__Entries supplied__.
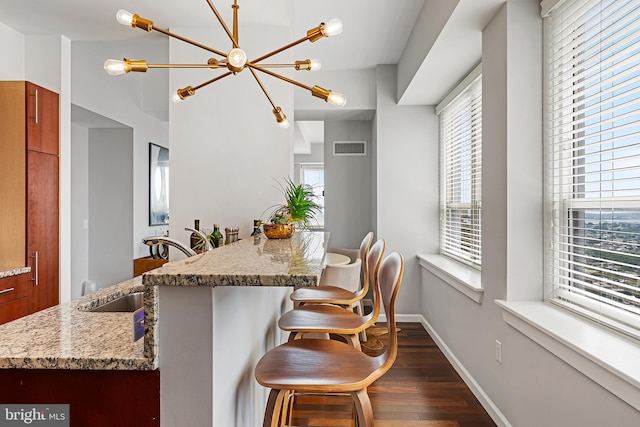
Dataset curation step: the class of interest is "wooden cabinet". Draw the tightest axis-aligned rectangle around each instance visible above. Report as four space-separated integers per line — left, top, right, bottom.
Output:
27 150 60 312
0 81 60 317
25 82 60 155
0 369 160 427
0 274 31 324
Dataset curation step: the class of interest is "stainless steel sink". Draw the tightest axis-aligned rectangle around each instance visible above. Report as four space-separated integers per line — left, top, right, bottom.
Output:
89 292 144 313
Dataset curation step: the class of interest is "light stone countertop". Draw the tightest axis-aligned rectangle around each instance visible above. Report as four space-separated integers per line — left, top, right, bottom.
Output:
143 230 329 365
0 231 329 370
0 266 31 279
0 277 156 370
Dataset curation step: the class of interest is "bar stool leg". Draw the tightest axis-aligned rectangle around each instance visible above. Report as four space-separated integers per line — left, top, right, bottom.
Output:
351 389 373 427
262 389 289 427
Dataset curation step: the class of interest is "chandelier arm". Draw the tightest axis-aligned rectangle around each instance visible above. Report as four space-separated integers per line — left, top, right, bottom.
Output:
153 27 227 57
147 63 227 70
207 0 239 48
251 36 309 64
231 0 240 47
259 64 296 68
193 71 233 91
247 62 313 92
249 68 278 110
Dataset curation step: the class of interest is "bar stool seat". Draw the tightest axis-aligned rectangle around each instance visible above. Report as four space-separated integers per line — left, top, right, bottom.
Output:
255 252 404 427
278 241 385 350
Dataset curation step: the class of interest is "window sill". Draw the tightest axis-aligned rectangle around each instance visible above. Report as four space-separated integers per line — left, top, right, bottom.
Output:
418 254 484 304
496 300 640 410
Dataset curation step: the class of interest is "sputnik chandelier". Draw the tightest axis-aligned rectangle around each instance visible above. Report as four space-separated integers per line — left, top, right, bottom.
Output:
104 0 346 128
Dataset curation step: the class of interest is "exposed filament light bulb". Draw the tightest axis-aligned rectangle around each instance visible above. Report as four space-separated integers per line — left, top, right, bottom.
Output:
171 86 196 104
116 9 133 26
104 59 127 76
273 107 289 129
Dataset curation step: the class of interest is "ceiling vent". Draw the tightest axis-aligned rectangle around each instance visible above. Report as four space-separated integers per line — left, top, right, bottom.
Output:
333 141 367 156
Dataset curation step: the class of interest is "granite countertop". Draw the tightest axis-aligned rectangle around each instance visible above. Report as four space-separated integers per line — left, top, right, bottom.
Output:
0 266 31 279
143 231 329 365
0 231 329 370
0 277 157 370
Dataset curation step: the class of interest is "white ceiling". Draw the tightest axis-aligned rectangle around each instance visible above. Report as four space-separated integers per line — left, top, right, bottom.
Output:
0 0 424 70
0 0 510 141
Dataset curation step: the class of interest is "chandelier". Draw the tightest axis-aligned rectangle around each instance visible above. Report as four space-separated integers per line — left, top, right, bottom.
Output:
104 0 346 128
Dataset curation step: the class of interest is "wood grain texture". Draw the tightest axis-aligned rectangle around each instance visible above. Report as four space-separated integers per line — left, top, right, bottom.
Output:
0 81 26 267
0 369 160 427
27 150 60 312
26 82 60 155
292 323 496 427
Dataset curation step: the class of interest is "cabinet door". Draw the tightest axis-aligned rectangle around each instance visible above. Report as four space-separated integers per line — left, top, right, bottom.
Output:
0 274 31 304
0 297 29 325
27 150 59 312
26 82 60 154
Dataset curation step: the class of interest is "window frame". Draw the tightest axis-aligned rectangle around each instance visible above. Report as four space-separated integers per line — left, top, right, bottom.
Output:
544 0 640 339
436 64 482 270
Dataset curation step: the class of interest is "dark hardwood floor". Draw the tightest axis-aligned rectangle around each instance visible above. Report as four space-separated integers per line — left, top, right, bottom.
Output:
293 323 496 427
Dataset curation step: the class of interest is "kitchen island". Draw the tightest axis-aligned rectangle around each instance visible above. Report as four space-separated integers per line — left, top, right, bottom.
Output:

__What is needed__.
Rescale everything from the start of the items down to the line containing "496 300 640 410", both included, and reproduce those lines with the requests, multiplying every bounding-box coordinate in the answers by 1.9 and rounding to whole numbers, halves up. Omit the pictures.

__Output of the task__.
Dataset curation step: the class of interest is "wooden cabinet". Draw the tightest axis-aligned rectangle around each instance visible above. Report as four space-separated integers per line — left, top, right, bottom.
Output:
51 285 114 593
0 154 114 602
48 156 114 295
0 701 304 811
0 521 59 616
Dataset curation step: the class of interest is "stainless steel sink". Draw the tightest axis-aligned rectangle around each instance visible above. Report as four space-separated integers per line — left, top, right, bottom.
Output:
169 555 274 595
Dataset curation step: the class of interest is "light stone countertop". Draw the tightest axis-aligned rectangle around each instance visible above. Report as four space-separated integers per line — left, top, right, bottom.
Output:
272 437 625 694
0 439 625 703
0 505 59 530
0 526 296 703
Dataset curation step: the class of interest is "bar stool leg". Draw the tightest axis-aligned rectangle around each instance visible above. Report as four space-separated integers per line — left, top, right, bottom.
Output:
667 739 709 811
498 739 549 811
Dataset curation step: the class of interest is "chandelier arm". Draw the tightest axis-aligned rectangle around each instance visible above. Report as four space-separated integers per line — left, top, right, bottom.
Output:
291 51 431 108
279 120 431 133
393 0 454 91
477 68 587 122
439 0 456 89
492 122 562 129
367 135 443 173
469 118 595 175
473 129 528 209
Dataset curation step: the class of interest is "bar stool seat". Draw the tightest axis-aligned rectangle around each instance visible above. Report as four space-separated integers per line — left, top, right, bottom.
Output:
485 479 768 811
528 458 732 665
Dataset curation step: the class of interest is "window sill". Draw the tightest axis-aligned rectangle around each instance visible above. Report as four space-separated integers per line — left, top, right, bottom.
Output:
794 483 920 578
942 570 1216 779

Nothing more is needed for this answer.